• **Short problem**:
Rewrite everything from the line containing "find | train front windshield" down to the end of the records, requests included, and output only those lines. Multiply each point coordinate in the answers by 2 and round to a whole number, with halves rounded up.
::: Input rows :::
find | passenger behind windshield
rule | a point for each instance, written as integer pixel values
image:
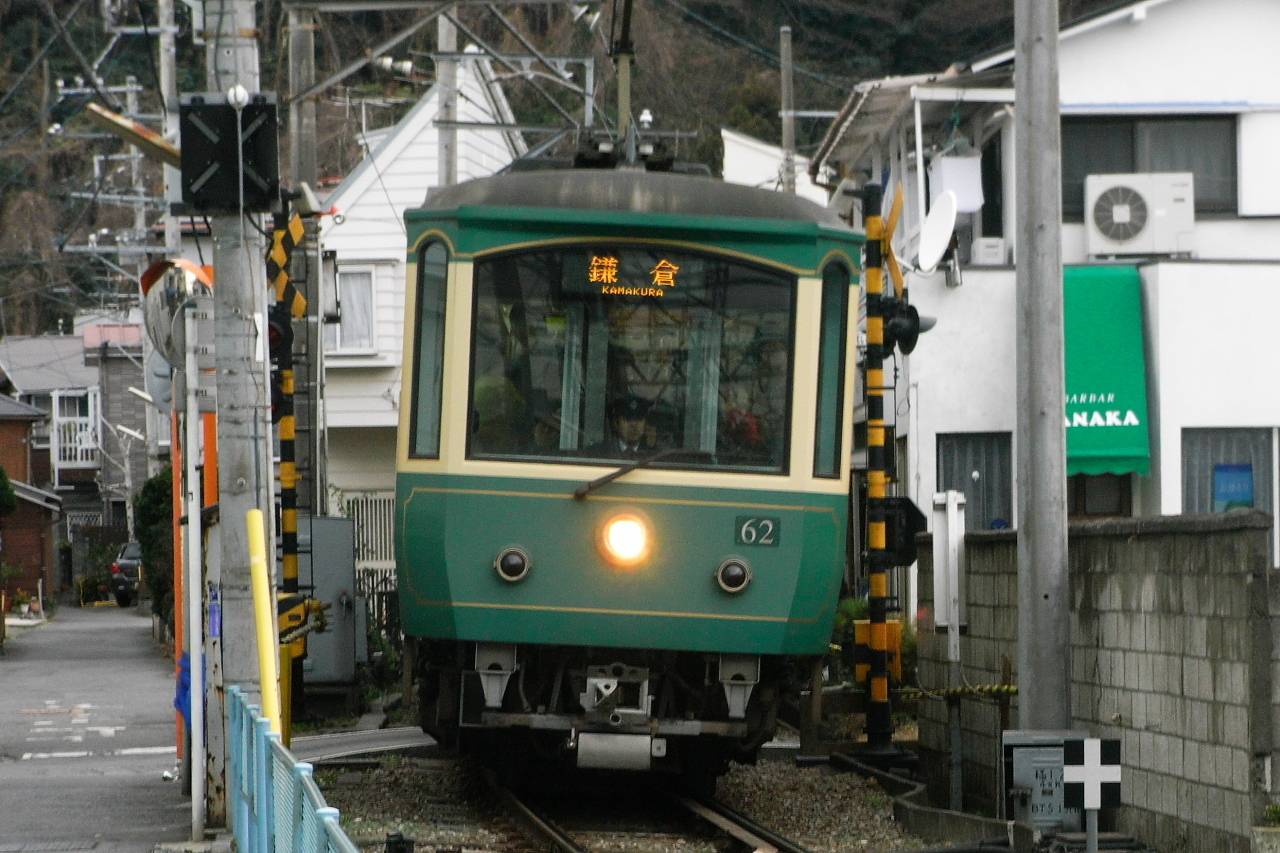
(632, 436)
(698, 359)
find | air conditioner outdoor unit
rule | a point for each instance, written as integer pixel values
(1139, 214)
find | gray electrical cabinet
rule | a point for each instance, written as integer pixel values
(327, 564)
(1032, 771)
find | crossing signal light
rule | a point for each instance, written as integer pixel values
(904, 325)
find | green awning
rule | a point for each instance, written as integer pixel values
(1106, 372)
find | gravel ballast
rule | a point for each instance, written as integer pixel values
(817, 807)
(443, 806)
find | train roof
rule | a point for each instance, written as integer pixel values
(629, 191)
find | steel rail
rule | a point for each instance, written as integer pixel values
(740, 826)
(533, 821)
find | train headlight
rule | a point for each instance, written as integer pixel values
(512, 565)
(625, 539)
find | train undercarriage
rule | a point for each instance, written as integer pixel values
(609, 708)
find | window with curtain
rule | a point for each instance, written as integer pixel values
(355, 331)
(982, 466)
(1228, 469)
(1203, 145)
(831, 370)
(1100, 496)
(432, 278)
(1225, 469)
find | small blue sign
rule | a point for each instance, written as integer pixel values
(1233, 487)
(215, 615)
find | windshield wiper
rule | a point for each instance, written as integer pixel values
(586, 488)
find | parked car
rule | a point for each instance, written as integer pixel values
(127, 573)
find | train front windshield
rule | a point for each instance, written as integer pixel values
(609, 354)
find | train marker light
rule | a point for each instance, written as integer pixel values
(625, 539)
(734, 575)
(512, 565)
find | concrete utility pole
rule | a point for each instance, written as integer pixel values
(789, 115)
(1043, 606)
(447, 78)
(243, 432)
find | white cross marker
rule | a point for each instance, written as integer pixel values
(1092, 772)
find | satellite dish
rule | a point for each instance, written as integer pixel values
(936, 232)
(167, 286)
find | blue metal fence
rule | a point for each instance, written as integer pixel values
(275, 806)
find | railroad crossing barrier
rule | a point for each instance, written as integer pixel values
:::
• **Written answer**:
find | train front windshield
rule | a point for each instance, written as integer pixel values
(1218, 708)
find | train marker light
rule | a point for each instance, written as integer pixel values
(1250, 1078)
(1468, 1150)
(1024, 1130)
find | concrete utility pole
rule | a point for each instance, written as integer pixel values
(1578, 230)
(2086, 1212)
(894, 156)
(486, 864)
find | white cross marker
rule | a point for each instance, written as integer pixel values
(2184, 1544)
find | satellite dish
rule | a point for each instance, written as integer pixel values
(1872, 464)
(334, 572)
find | blue metal fence
rule | a point for each instance, written as integer pixel values
(550, 1612)
find | railroad crossing barrier
rule | a point for each instance, written as integer pixel values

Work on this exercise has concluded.